Deine Aufgaben
A: Beantworte diese Fragen zum Text über den Prozess in Dresden:
(i) Vor welchem Gericht wird verhandelt?
(ii) Welche Farbe hat das Hemd von Johannes D.?
(iii) Wie viele Personenschützer kommen mit Johannes D. in den Saal?
B: Übertrage alle Zeilen der Einträge aus dem Datensatz in eine JSON-Liste aus Zeichenketten, eine Zeichenkette pro Zeile und ohne Leerzeilen. Die Bilder gehören nicht in die Antwort.

Vorliegender Text
= = = = =

Demo vorm Gericht, Diskussionen im Saal: „Kronzeuge“ aus der linken Szene sagt gegen Lina E. aus
Im Prozess um linksextreme Gewalt in Dresden soll am Donnerstag das mutmaßliche Ex-Mitglied einer militanten Gruppe aussagen. Die Sicherheitsvorkehrungen vor Gericht sind hoch, die Aufregung auch.
Dresden. Die Aufgeregtheit vor dem Oberlandesgericht Dresden (OLG) ist am Donnerstagmorgen groß. Ein Hubschrauber kreist. Die Polizei versucht, schon den Zugang zum Vorplatz des Gebäudes zu regulieren, kontrolliert Ausweise und erntet Kritik dafür. Demonstranten spielen Musik auf einer Kundgebung am Straßenrand, „Ratten den Schwanz abhacken – gegen Täter und Verräter“ steht auf einem Plakat. Drinnen im Gebäude betritt der Mann, dem dieser ganze Auflauf gilt, den Saal mit langen Schritten, hellblauem Hemd und einem halben Dutzend Personenschützern: Johannes D., mutmaßliches Ex-Mitglied der linksextremen Gruppe um die Leipzigerin Lina E. „Das mach ich gerne“, sagt er, als er gebeten wird, direkt ins Mikrofon zu sprechen, damit man ihn besser versteht: wie er heißt, wann er geboren ist, was er beruflich macht.

= = = = =

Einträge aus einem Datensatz
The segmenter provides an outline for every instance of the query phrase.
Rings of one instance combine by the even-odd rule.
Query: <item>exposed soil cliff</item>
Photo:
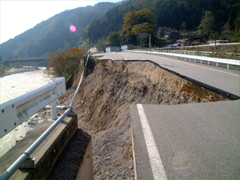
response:
[[[69,105],[72,88],[60,100]],[[129,105],[224,100],[151,62],[101,61],[85,75],[74,102],[79,128],[92,135],[95,179],[134,179]]]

= = = = =

Ergebnisse nach Aufgabe
A:
(i) Vor dem Oberlandesgericht Dresden (OLG).
(ii) Hellblau.
(iii) Ein halbes Dutzend.

B:
[
  "The segmenter provides an outline for every instance of the query phrase.",
  "Rings of one instance combine by the even-odd rule.",
  "Query: <item>exposed soil cliff</item>",
  "Photo:",
  "response:",
  "[[[69,105],[72,88],[60,100]],[[129,105],[224,100],[151,62],[101,61],[85,75],[74,102],[79,128],[92,135],[95,179],[134,179]]]"
]